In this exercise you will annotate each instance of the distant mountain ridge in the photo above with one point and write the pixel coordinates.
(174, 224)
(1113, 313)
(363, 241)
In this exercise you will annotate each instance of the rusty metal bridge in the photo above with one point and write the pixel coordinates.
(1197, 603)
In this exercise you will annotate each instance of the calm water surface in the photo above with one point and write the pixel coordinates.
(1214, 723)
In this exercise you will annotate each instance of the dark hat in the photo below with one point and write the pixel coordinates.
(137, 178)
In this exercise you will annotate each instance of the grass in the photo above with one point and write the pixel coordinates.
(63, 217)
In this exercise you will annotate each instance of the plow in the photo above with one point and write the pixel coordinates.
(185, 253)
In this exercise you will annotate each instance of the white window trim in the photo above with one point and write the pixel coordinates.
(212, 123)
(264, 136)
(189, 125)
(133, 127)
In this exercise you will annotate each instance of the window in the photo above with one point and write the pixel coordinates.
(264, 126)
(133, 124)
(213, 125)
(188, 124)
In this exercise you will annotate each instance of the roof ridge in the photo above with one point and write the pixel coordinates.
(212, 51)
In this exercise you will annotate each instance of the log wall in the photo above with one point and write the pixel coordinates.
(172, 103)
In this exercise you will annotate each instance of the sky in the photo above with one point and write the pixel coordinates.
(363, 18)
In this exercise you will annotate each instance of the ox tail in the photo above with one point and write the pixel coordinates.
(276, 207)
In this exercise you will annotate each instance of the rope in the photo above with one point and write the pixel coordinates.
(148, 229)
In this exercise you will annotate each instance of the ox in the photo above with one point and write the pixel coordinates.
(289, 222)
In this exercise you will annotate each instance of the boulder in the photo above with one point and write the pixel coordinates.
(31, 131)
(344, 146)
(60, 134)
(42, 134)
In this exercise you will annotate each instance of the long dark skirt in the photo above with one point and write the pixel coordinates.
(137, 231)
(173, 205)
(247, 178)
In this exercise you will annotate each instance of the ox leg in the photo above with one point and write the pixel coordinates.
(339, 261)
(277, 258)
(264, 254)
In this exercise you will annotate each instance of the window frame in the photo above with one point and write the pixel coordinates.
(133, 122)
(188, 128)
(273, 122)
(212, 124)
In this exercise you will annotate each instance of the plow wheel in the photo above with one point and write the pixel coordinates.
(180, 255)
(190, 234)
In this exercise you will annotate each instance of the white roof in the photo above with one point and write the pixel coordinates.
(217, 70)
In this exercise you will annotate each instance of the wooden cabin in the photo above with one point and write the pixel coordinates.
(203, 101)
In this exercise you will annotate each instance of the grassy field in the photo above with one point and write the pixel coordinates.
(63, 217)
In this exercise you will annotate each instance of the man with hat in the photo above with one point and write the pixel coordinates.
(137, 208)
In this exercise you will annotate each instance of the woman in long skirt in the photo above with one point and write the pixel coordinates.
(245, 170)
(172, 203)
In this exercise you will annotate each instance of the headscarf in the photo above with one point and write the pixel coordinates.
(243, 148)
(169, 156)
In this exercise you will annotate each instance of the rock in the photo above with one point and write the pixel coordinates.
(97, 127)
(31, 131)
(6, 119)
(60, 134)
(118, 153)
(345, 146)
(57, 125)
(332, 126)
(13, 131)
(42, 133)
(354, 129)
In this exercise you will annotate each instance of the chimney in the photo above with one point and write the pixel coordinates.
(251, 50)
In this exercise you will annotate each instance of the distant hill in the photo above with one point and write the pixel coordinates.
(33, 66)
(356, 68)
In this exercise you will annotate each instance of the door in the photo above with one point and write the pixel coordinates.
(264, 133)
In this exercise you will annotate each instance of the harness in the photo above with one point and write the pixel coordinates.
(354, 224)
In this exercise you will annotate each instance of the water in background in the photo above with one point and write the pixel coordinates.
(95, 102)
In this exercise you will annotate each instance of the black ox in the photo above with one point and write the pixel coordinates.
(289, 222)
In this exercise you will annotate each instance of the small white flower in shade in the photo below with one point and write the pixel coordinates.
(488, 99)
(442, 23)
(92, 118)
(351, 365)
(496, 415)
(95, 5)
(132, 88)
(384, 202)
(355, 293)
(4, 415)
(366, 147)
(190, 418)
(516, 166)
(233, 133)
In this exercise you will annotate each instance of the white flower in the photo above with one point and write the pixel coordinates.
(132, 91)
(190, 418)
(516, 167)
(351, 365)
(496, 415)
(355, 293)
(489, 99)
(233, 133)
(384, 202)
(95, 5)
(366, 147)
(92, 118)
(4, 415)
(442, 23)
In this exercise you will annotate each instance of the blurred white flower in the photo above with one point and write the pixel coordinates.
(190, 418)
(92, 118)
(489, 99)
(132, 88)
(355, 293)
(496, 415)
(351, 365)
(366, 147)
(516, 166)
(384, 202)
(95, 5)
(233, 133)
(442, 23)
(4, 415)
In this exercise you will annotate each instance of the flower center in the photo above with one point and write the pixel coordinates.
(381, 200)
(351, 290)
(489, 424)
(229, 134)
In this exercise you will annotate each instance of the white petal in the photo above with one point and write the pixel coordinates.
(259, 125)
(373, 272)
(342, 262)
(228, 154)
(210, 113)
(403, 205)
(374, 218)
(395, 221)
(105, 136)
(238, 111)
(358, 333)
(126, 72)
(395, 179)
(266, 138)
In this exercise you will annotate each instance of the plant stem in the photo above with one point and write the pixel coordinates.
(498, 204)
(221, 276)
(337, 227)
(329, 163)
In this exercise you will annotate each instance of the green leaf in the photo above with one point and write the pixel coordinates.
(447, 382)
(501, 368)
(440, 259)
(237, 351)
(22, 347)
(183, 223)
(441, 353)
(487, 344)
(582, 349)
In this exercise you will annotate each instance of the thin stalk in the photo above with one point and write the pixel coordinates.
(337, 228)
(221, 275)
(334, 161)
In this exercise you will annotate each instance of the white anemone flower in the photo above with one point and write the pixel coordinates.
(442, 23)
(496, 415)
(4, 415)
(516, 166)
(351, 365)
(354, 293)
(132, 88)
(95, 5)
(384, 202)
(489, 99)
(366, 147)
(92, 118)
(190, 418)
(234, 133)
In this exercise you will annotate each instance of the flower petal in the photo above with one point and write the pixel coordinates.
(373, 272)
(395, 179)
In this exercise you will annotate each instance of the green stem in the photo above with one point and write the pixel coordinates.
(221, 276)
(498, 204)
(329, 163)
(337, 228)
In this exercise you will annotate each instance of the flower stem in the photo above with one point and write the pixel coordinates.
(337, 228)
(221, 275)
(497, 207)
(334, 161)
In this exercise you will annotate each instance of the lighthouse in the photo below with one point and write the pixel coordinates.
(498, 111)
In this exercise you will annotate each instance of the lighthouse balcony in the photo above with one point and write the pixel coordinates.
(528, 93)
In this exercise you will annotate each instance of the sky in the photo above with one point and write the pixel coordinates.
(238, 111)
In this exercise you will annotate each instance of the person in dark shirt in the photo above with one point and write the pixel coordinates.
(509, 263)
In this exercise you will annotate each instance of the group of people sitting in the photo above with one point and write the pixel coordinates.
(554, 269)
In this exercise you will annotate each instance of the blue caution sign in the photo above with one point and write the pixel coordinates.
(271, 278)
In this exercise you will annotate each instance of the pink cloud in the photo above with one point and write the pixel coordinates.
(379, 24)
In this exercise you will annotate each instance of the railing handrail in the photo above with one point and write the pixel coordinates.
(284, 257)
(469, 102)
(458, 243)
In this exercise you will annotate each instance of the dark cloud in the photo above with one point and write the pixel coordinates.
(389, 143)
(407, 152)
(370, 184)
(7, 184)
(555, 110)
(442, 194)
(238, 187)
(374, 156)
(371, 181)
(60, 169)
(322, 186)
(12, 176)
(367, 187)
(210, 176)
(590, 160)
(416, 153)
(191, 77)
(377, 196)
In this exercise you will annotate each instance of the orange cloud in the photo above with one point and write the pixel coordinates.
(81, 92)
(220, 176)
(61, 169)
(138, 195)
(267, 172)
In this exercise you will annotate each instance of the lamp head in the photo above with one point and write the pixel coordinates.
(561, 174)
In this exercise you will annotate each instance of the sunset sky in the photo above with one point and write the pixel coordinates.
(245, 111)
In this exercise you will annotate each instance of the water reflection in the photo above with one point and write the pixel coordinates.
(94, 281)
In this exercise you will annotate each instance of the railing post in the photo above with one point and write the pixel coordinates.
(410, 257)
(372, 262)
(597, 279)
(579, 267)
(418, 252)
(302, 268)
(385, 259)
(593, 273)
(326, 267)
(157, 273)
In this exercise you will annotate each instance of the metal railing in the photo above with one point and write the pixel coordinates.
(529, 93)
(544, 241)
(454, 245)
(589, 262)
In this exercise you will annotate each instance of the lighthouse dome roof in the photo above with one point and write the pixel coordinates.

- - - -

- [Activity]:
Repeat exactly the lines above, starting with the line that contains "the water reflection" and ending with the last line, both included, and nothing else.

- [Written response]:
In this exercise you will annotate each instance of the water reflection in the photo above with one point and write the pixel coordinates.
(94, 281)
In this exercise you will annotate each instance of the railing post in the photo above with one point and write the pixel coordinates.
(410, 257)
(372, 262)
(597, 279)
(579, 267)
(418, 252)
(302, 268)
(385, 259)
(593, 273)
(326, 267)
(157, 273)
In this exercise you will annotate each instance of the metal railing in the photo above with one point and write the pixel coordinates.
(529, 93)
(544, 241)
(454, 245)
(589, 262)
In this exercise you will annotate each instance of the lighthouse dome roof in the photo above with one point and write the pixel coordinates.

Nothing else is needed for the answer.